■ **About this exercise**
Count how many lines of the data include "baseball". The answer is that number and nothing else.

[Photo-based referring expression data]
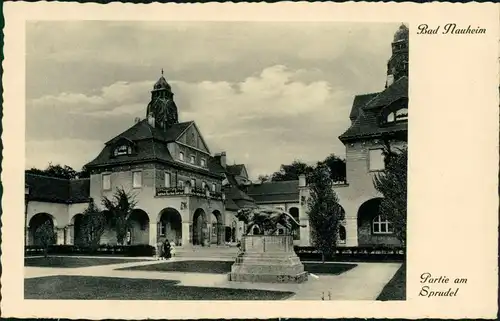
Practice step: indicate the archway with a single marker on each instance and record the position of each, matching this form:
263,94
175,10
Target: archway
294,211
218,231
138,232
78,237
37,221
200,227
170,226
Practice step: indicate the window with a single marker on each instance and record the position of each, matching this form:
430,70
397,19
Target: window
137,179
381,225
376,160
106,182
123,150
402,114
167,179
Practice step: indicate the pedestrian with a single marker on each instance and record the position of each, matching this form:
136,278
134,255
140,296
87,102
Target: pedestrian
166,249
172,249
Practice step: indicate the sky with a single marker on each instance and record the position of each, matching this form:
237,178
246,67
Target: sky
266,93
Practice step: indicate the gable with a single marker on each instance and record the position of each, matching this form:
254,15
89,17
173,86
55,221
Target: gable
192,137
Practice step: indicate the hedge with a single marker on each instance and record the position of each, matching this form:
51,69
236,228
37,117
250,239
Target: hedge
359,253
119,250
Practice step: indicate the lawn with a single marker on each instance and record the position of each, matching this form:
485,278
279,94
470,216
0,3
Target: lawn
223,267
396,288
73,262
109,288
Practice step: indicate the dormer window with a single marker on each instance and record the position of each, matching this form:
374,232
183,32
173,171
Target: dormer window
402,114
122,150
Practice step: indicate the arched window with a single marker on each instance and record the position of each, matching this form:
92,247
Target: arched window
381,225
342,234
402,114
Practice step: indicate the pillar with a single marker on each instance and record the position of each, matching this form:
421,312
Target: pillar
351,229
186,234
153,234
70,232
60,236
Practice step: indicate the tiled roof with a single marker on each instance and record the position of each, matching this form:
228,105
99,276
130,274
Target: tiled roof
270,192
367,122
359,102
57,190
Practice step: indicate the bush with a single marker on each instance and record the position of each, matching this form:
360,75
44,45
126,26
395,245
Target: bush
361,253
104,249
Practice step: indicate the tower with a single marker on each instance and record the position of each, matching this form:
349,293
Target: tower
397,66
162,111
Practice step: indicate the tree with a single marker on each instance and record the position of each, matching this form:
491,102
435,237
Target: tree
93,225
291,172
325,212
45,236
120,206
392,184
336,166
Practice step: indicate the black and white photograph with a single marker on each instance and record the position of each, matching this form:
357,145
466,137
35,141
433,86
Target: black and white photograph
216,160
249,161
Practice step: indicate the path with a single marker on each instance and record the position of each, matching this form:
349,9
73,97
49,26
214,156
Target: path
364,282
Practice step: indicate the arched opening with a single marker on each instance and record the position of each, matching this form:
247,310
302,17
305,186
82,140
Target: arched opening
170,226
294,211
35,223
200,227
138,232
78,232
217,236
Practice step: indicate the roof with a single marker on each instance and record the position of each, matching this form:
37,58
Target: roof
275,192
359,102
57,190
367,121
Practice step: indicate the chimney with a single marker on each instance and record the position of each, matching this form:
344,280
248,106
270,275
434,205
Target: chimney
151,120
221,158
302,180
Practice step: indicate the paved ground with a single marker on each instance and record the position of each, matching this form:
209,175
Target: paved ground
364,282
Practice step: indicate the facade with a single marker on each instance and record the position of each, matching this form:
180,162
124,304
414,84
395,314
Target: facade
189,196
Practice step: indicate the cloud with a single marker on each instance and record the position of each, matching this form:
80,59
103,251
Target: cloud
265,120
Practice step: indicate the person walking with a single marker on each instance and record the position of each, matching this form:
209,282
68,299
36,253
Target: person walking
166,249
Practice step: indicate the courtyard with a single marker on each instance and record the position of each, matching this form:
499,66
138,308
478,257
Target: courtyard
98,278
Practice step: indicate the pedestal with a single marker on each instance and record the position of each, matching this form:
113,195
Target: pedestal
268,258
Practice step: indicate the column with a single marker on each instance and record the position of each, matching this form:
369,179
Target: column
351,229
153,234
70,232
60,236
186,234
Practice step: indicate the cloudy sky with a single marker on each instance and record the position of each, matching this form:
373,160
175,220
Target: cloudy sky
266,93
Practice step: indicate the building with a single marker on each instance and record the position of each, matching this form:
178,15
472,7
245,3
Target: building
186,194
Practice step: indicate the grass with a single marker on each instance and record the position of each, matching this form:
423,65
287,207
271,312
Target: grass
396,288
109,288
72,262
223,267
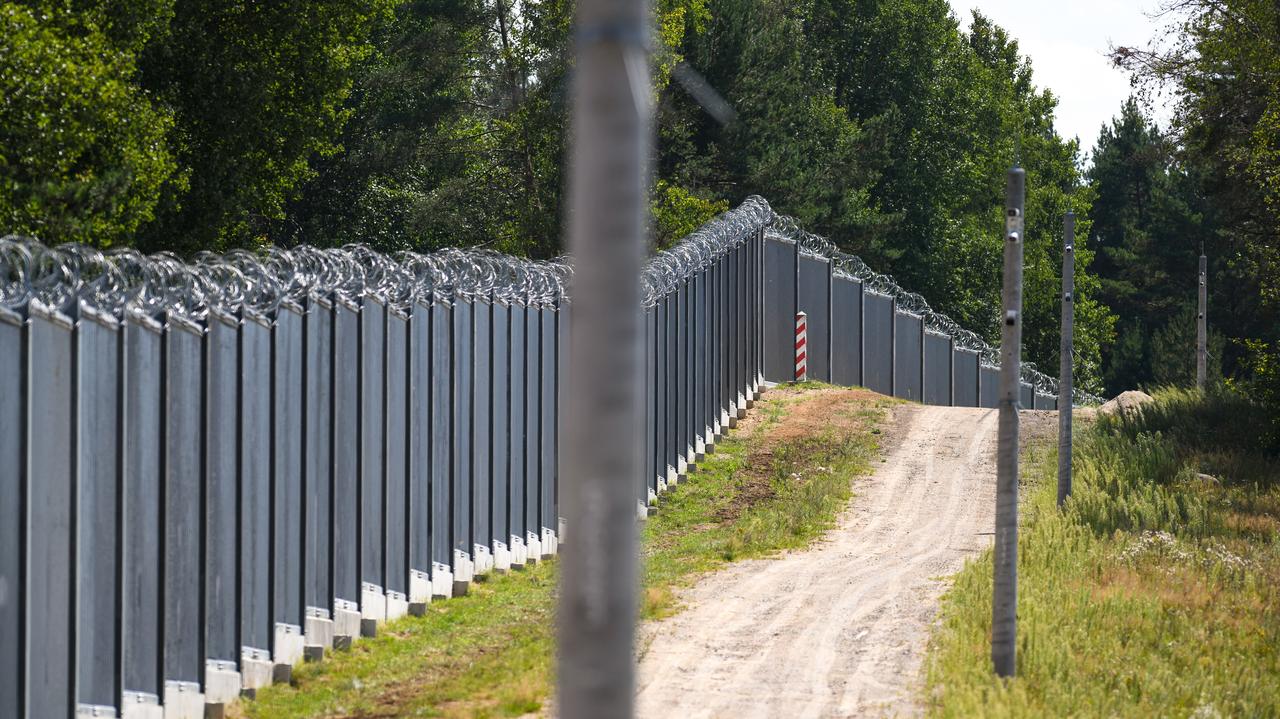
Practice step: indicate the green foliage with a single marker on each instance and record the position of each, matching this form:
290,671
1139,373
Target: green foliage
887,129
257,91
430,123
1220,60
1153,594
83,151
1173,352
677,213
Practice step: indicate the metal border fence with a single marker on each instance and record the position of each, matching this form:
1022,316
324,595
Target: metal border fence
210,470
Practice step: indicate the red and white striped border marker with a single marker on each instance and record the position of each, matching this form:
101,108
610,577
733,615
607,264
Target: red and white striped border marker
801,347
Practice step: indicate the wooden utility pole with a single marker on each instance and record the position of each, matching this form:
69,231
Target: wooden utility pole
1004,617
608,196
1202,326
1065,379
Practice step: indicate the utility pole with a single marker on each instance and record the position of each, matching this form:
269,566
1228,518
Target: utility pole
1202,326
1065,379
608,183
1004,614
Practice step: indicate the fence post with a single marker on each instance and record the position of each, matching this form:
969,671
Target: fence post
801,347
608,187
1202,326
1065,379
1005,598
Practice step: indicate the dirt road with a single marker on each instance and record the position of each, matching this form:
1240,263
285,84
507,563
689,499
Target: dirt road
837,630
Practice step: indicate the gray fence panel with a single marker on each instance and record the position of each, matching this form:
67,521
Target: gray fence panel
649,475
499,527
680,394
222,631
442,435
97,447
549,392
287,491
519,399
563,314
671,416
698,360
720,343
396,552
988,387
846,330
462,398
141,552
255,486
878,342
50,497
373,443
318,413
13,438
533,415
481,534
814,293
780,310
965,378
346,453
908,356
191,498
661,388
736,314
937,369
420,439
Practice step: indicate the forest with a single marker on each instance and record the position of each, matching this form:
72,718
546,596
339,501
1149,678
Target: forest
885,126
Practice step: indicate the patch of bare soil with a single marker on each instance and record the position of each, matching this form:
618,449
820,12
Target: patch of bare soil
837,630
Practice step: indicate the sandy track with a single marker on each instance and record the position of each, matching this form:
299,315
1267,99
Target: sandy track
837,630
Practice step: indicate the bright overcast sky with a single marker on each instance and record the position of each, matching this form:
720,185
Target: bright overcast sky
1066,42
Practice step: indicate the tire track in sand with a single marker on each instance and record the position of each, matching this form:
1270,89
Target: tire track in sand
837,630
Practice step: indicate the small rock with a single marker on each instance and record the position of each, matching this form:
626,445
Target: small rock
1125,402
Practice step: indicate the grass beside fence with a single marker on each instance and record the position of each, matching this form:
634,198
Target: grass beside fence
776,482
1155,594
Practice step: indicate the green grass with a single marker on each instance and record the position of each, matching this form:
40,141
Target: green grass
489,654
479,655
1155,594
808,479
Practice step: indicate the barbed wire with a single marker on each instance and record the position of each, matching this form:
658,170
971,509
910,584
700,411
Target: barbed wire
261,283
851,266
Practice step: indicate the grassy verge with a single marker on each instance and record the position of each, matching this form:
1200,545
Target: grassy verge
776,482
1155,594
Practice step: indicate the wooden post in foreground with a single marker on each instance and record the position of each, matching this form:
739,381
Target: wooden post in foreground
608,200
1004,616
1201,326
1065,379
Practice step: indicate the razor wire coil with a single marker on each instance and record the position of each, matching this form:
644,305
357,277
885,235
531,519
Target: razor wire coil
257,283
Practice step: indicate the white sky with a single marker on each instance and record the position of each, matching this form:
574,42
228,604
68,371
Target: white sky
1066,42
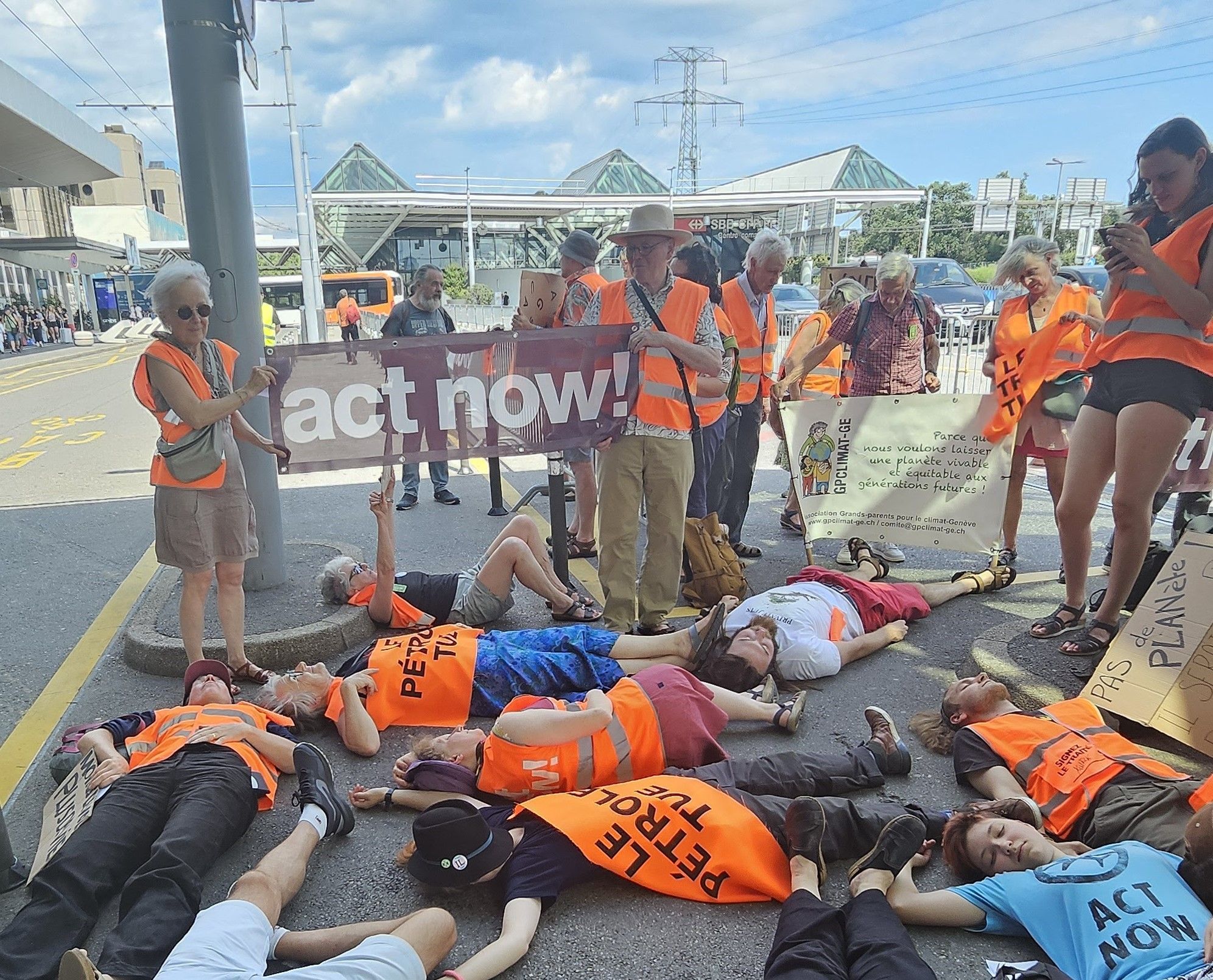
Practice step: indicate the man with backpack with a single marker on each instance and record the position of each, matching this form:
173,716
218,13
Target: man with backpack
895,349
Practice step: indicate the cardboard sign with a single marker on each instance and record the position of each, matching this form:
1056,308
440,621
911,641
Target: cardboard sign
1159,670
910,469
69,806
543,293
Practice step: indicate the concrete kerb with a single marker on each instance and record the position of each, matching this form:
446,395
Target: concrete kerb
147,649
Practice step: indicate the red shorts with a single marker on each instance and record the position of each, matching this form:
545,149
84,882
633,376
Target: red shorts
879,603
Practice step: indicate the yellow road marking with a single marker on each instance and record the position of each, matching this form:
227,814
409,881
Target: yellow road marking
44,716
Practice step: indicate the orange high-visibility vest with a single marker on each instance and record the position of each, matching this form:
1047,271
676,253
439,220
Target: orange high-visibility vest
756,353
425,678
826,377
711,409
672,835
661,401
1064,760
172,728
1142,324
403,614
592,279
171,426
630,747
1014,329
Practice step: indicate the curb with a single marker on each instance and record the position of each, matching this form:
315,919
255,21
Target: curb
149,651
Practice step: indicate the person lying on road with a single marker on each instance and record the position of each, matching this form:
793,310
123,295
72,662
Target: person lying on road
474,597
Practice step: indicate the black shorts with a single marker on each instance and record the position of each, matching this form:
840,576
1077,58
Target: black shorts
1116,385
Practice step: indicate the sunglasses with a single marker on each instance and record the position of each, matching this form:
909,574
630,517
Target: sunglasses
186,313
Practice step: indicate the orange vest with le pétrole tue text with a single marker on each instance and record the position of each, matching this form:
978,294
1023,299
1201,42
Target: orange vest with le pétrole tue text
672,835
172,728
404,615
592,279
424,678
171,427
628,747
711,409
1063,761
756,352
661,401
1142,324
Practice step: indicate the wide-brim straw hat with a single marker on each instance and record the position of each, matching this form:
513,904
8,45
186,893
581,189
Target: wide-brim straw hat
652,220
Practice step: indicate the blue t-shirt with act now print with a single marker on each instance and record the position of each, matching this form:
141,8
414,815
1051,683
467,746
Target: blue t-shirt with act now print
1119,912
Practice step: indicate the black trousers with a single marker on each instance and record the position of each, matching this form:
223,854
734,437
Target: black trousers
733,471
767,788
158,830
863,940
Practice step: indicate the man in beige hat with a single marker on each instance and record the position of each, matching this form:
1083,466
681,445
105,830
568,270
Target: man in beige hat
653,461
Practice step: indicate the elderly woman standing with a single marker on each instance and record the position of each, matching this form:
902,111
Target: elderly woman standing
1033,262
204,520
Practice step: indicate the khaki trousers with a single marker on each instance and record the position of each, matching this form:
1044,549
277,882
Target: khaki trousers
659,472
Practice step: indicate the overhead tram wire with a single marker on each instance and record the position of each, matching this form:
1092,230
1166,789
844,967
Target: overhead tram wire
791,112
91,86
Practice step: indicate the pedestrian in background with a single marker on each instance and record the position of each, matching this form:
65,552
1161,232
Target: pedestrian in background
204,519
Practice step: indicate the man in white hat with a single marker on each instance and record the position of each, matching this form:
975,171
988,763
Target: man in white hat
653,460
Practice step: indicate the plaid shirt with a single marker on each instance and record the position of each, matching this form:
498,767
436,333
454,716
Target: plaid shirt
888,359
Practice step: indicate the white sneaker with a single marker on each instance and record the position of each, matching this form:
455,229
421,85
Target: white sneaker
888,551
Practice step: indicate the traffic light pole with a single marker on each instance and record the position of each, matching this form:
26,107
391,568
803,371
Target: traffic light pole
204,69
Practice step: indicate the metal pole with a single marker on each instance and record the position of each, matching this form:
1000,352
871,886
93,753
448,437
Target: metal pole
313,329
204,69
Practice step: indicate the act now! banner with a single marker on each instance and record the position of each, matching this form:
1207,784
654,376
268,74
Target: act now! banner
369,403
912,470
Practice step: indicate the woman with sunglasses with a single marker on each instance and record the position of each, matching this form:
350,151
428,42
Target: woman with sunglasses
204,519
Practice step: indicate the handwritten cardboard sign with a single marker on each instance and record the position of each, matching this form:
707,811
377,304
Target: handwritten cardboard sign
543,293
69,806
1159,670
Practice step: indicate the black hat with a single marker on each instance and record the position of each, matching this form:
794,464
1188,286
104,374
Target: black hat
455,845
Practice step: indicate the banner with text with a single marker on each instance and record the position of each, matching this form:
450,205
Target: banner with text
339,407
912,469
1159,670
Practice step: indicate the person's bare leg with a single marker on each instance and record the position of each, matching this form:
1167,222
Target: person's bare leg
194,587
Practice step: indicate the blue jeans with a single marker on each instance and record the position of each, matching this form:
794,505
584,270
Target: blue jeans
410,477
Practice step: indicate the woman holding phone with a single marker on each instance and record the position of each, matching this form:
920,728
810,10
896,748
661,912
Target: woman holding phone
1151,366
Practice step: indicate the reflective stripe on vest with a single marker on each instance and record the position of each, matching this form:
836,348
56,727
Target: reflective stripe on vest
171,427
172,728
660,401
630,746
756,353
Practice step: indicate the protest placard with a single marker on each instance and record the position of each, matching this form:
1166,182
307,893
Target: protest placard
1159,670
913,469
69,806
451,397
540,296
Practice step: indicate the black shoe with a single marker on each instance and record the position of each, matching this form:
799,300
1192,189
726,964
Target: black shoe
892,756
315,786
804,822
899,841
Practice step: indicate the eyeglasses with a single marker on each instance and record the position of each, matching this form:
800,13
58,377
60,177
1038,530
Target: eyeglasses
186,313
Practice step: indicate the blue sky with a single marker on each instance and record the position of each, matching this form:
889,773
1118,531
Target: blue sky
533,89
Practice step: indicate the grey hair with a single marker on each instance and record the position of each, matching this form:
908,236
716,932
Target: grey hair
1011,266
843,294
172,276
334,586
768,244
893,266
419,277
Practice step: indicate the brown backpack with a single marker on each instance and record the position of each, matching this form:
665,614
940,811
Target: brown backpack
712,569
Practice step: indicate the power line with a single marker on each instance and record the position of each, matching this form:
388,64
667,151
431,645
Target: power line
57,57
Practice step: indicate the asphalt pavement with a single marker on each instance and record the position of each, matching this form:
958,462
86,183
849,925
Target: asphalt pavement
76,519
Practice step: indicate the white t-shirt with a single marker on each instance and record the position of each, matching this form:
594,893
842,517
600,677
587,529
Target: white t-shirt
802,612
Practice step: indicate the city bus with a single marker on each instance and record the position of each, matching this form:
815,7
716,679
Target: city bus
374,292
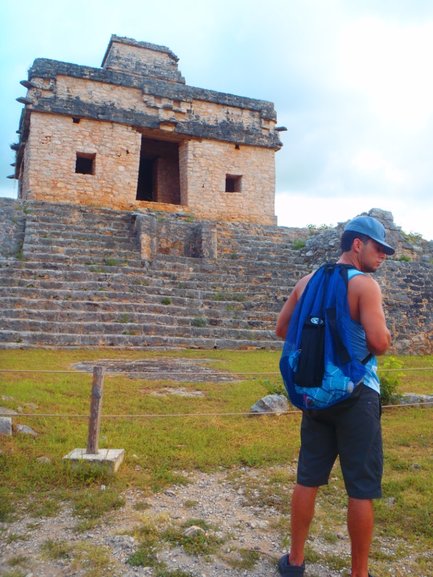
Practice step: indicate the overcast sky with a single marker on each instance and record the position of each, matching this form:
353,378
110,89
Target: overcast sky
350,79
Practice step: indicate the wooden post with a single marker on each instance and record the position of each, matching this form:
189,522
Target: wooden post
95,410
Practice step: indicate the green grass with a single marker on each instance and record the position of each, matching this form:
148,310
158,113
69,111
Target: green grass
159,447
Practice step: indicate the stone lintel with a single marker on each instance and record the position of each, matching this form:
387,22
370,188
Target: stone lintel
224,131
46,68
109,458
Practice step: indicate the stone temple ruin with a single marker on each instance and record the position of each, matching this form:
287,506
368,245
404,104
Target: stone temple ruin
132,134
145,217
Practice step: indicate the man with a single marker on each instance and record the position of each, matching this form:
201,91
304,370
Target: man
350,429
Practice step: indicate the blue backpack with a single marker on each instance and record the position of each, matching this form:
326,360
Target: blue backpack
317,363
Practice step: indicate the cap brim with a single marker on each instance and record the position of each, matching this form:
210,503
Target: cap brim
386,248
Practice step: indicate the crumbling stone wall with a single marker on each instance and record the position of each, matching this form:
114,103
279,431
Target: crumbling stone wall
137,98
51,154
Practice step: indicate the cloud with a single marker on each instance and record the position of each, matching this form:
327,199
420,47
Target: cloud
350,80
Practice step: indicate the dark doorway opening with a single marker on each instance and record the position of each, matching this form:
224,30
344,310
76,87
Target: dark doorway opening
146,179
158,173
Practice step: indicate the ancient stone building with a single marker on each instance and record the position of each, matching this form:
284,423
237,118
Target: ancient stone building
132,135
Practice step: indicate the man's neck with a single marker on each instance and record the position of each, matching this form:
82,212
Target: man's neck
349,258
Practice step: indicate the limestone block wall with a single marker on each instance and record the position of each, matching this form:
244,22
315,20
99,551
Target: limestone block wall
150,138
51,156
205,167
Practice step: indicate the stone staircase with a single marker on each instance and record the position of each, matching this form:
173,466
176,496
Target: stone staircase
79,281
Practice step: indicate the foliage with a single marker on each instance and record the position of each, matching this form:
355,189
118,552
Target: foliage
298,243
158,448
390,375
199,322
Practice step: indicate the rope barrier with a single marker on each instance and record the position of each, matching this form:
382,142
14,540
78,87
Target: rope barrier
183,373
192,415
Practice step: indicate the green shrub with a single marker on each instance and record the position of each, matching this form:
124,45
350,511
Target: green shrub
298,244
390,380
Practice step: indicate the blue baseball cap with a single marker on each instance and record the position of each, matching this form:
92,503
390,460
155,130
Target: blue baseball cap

■ **Task solution**
2